- **Task list**:
• a. In the Mamba documentation below, what value does dt_rank take when it is set to "auto"?
• b. Carry on the Mamba documentation below, starting after its last line.

───── Given text ─────

Mamba is a Selective State Space Model (SSM) that supports optional event-based processing. When integration_timesteps is provided, it uses asymmetric discretization with separate dtA and dtB for event-driven processing. Otherwise, it uses standard Mamba discretization. Key features:
  • Input-dependent selectivity via learned ∆, B, and C parameters
  • Hardware-efficient implementation with fused CUDA kernels
  • Support for event-based/asynchronous discretization
  • Causal 1D convolution for local context
  • Efficient autoregressive inference with state caching

Import

from lrnnx.models.ltv import Mamba

Class Signature

class Mamba(LTV_LRNN)

Constructor

__init__

def __init__(
    self,
    d_model: int,
    d_state: int = 16,
    d_conv: int = 4,
    expand: int = 2,
    dt_rank: Union[int, str] = "auto",
    dt_min: float = 0.001,
    dt_max: float = 0.1,
    dt_init: str = "random",
    dt_scale: float = 1.0,
    dt_init_floor: float = 1e-4,
    conv_bias: bool = True,
    bias: bool = False,
    use_fast_path: bool = True,
    layer_idx: Optional[int] = None,
    device: Optional[torch.device] = None,
    dtype: Optional[torch.dtype] = None,
    discretization: str = "mamba",
)
Initialize Mamba model.
d_model
int
required
Model dimension (input/output dimension).
d_state
int
default:"16"
SSM state dimension (N). Controls the capacity of the state space.
d_conv
int
default:"4"
Convolution kernel size for local context.
expand
int
default:"2"
Expansion factor for inner dimension. Inner dimension = d_model * expand.
dt_rank
Union[int, str]
default:"'auto'"
Rank for delta projection. If "auto", uses ceil(d_model / 16).
dt_min
float
default:"0.001"
Minimum value for delta initialization.
dt_max
float
default:"0.1"
Maximum value for delta initialization.
dt_init
str
default:"'random'"
Initialization method for delta. Options: "random" or "constant".
dt_scale
float
default:"1.0"
Scale factor for dt initialization.
dt_init_floor
float
default:"1e-4"
Floor value for dt initialization to prevent numerical instability.
conv_bias
bool
default:"True"
Whether to use bias in the convolution layer.
bias
bool
default:"False"
Whether to use bias in linear projections.
use_fast_path
bool
default:"True"
Whether to use fused CUDA kernels when available. Significantly improves performance.
layer_idx
int | None
default:"None"
Layer index for multi-layer caching in stacked architectures.
device
torch.device | None
default:"None"
Device for parameters. If None, uses default device.
dtype
torch.dtype | None
default:"None"
Data type for parameters. If None, uses default dtype.
discretization
str
default:"'mamba'"
Discretization type. Options: "mamba", "zoh", "bilinear", "dirac".

───── Record list ─────

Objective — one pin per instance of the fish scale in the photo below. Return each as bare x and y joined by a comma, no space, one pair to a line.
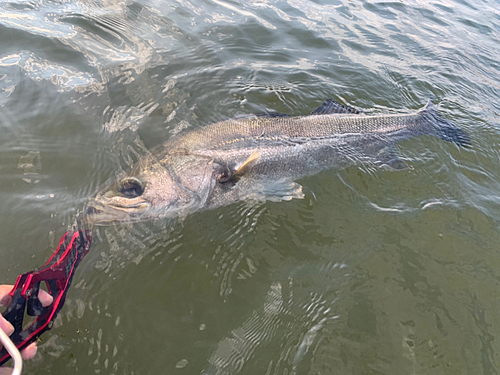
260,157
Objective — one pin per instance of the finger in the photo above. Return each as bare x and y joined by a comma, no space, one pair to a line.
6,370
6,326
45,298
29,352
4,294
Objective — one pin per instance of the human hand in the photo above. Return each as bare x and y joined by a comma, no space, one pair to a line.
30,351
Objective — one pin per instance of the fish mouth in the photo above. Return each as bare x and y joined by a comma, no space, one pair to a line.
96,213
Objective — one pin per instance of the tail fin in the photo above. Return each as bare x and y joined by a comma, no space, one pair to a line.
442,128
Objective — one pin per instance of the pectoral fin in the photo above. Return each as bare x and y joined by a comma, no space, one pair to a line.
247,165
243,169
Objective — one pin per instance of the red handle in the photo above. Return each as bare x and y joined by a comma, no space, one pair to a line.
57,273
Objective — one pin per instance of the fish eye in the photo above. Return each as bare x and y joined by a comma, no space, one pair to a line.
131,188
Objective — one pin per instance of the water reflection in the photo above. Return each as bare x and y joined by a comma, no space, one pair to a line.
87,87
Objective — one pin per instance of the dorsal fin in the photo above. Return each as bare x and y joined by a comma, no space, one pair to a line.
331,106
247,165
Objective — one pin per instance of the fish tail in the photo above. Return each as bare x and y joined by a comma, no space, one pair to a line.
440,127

─────
───── Record list ─────

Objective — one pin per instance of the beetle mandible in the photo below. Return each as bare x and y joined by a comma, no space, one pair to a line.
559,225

─────

- **Answers in order**:
• a. It uses ceil(d_model / 16).

• b.
Methods

forward

def forward(
    self,
    hidden_states: torch.Tensor,
    integration_timesteps: Optional[torch.Tensor] = None,
    lengths: Optional[torch.Tensor] = None,
    inference_cache: Optional[Dict[str, Any]] = None,
) -> torch.Tensor
Forward pass through Mamba.
hidden_states
torch.Tensor
Input tensor of shape (B, L, D) where:
  • B = batch size
  • L = sequence length
  • D = model dimension (d_model)
integration_timesteps
torch.Tensor | None
default:"None"
Time intervals between events, shape (B, L). When provided, uses asymmetric discretization with separate dtA and dtB for event-driven processing. This enables the model to handle non-uniform time intervals between sequence elements.
lengths
torch.Tensor | None
default:"None"
Not currently used by Mamba. Kept for interface consistency.
inference_cache
Dict[str, Any] | None
default:"None"
Cache for autoregressive generation. If provided, must contain:
  • "conv_state": Convolution state tensor
  • "lrnn_state": SSM state tensor
  • "seqlen_offset": Current position in sequence
output
torch.Tensor
Output tensor of shape (B, L, D).

step

def step(
    self,
    x: torch.Tensor,
    inference_cache: Dict[str, Any],
    integration_timesteps: Optional[torch.Tensor] = None,
    **kwargs,
) -> Tuple[torch.Tensor, Dict[str, Any]]
Performs a single recurrent step of Mamba for autoregressive inference.
x
torch.Tensor
Input at current timestep, shape (B, 1, D).
inference_cache
Dict[str, Any]
Cache dictionary containing:
  • "conv_state": Convolution state, shape (B, D_inner, d_conv)
  • "lrnn_state": SSM state, shape (B, D_inner, N)
  • "seqlen_offset": Current position in sequence
integration_timesteps
torch.Tensor | None
default:"None"
Integration timestep for this step, shape (B, 1) or (B,). When provided, uses event-based asymmetric discretization.
**kwargs
Any
Additional keyword arguments (unused).
output
Tuple[torch.Tensor, Dict[str, Any]]
A tuple containing:
  • Output at current timestep, shape (B, 1, D)
  • Updated cache dictionary

allocate_inference_cache

def allocate_inference_cache(
    self,
    batch_size: int,
    max_seqlen: int,
    dtype: Optional[torch.dtype] = None,
    **kwargs,
) -> Dict[str, Any]
Allocates cache for Mamba autoregressive inference.
batch_size
int
The batch size for inference.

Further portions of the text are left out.